> **TEXT EXCERPT**:
Chicago Mayor's Staff Talks Possible Property Tax Increase

Mayor Lori Lightfoot’s budget staff discussed with city aldermen plans for a graduated real estate transfer tax that charges more for more expensive property sales and the mayor’s plan to hike downtown parking meter rates.

(TNS) — Mayor Lori Lightfoot’s budget team started defending her 2020 spending plan on Monday against aldermen worried they’ll eventually be called on to raise property taxes if the mayor doesn’t get the financial help she needs from Springfield.

Days after Lightfoot delivered a budget address in which she called for hardly any property tax increase in a package that tries to close an $838 million hole, city Chief Financial Officer Jennie Huang Bennett and Budget Director Susie Park kicked off hearings on the plan in front of aldermen who wondered whether that prognosis was too good to be true.

Lightfoot is counting on $50 million in 2020 via a graduated real estate transfer tax that charges more for more expensive property sales, a change she wants state lawmakers to approve this fall in their veto session. The mayor also wants legislators to rework the tax structure for the Chicago casino license, though no gambling revenue is counted on next year.

“This week we’re heading into veto session,” West Side Ald. Emma Mitts, 37th, said. “And if you can tell me, if we don’t get that $50 million, where are we going to look to get those dollars from? Do you have any idea?”

Park said they feel good about their chances. “We continue to have productive conversations with our partners in Springfield, with various legislative leaders as well as the governor’s office,” Park said. “And we feel optimistic about our ability to secure those new revenue sources for our budget and the out years.”

North Side Ald. James Cappleman, 46th, later pressed more explicitly on whether more property taxes might be in the offing given the questions that remain in the budget plan.

“The mayor indicated during her address that she didn’t fill the budget deficit with a large property tax increase, that she wasn’t going to do that. But the understanding is she’s going to Springfield to secure some legislation to hopefully avoid a property tax increase. Should a property tax increase be necessary, what’s the outside amount that taxpayers could expect if those efforts in Springfield fail?”

> **GIVEN ENTRIES**:
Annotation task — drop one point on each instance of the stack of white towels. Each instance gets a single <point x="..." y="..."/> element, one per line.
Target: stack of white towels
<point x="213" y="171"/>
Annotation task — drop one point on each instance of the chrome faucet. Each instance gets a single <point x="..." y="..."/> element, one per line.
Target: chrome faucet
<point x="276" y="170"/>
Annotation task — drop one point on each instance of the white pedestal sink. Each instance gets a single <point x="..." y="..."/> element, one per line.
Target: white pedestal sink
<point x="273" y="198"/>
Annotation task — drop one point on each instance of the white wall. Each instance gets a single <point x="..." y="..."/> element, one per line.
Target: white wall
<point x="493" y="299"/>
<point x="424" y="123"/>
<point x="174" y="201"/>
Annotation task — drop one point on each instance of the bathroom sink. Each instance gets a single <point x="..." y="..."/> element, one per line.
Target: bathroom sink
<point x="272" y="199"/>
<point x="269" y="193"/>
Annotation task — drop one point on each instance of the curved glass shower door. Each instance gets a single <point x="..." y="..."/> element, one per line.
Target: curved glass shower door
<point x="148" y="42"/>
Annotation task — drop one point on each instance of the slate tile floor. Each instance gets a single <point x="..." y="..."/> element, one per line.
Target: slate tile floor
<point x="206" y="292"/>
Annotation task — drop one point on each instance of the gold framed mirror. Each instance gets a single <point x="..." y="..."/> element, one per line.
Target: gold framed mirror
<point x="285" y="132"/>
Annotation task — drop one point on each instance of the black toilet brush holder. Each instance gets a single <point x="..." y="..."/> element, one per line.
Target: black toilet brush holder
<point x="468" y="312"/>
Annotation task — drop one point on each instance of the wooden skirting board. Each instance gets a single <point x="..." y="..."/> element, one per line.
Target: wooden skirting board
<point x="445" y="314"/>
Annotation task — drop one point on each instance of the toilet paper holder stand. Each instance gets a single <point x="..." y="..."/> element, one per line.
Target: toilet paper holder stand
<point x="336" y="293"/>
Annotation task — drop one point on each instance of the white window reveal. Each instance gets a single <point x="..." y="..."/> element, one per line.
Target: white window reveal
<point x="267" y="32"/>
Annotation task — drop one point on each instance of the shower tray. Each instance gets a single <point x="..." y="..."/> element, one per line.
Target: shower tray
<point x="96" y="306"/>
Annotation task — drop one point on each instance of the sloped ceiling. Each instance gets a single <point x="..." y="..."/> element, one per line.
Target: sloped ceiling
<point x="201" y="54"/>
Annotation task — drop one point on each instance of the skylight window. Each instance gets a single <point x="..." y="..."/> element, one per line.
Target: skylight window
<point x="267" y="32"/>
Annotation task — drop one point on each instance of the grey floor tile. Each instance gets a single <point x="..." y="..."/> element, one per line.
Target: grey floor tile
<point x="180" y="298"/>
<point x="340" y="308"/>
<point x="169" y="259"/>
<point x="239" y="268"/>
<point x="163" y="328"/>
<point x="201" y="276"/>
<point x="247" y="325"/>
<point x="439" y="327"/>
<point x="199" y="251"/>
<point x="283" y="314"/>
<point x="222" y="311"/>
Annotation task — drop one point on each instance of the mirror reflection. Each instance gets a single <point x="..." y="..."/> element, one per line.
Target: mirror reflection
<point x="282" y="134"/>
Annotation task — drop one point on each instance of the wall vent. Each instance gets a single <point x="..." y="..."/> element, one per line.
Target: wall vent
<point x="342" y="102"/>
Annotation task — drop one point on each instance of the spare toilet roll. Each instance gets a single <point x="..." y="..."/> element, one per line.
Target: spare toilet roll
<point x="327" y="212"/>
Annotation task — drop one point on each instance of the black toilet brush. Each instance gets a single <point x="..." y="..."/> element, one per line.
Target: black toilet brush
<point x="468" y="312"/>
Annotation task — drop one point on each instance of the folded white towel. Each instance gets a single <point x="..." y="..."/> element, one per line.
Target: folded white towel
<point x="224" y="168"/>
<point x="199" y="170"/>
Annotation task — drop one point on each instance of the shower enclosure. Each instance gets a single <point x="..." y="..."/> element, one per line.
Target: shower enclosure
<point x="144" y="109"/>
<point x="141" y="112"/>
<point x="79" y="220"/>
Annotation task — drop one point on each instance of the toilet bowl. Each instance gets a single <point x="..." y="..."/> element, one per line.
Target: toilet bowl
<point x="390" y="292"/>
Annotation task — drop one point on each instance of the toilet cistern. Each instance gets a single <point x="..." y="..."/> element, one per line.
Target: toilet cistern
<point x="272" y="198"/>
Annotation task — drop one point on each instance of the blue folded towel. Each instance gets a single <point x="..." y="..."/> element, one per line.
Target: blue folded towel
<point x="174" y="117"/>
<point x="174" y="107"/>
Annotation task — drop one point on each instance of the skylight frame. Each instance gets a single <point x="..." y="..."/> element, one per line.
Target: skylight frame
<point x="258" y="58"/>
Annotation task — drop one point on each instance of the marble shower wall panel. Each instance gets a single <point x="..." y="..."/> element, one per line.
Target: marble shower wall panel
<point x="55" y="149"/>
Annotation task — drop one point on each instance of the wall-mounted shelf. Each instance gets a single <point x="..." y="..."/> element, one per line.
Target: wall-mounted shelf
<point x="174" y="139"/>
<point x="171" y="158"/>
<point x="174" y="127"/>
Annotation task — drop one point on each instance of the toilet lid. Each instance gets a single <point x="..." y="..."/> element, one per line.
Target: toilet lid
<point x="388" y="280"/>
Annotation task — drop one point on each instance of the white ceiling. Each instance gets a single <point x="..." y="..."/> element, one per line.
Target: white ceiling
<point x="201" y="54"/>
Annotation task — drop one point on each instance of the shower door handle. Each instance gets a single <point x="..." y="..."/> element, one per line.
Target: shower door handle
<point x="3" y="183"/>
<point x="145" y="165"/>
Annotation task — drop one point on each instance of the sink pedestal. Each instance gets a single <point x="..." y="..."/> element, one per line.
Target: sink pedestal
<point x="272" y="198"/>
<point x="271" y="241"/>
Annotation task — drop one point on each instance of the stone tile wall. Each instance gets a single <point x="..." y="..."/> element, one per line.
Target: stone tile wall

> **TASK INSTRUCTIONS**:
[1] For the article on Chicago's 2020 budget hearings, decide whether each statement agrees with it: (a) Lightfoot expects $50 million in 2020 from a graduated real estate transfer tax; (b) the budget plan counts on gambling revenue from the Chicago casino next year; (c) the Chief Financial Officer and the Budget Director opened the hearings on the plan. Answer yes or no for each, quoting the deciding words of the article.
[2] Return the passage of the article on Chicago's 2020 budget hearings that starts at "Mayor Lori Lightfoot’s budget staff" and ends at "to be true.", copied word for word.
The data was taken from a separate source.

> **LIST OF ANSWERS**:
[1]
(a) Yes: "Lightfoot is counting on $50 million in 2020 via a graduated real estate transfer tax that charges more for more expensive property sales"
(b) No: "though no gambling revenue is counted on next year."
(c) Yes: "city Chief Financial Officer Jennie Huang Bennett and Budget Director Susie Park kicked off hearings on the plan"

[2]
Mayor Lori Lightfoot’s budget staff discussed with city aldermen plans for a graduated real estate transfer tax that charges more for more expensive property sales and the mayor’s plan to hike downtown parking meter rates.

(TNS) — Mayor Lori Lightfoot’s budget team started defending her 2020 spending plan on Monday against aldermen worried they’ll eventually be called on to raise property taxes if the mayor doesn’t get the financial help she needs from Springfield.

Days after Lightfoot delivered a budget address in which she called for hardly any property tax increase in a package that tries to close an $838 million hole, city Chief Financial Officer Jennie Huang Bennett and Budget Director Susie Park kicked off hearings on the plan in front of aldermen who wondered whether that prognosis was too good to be true.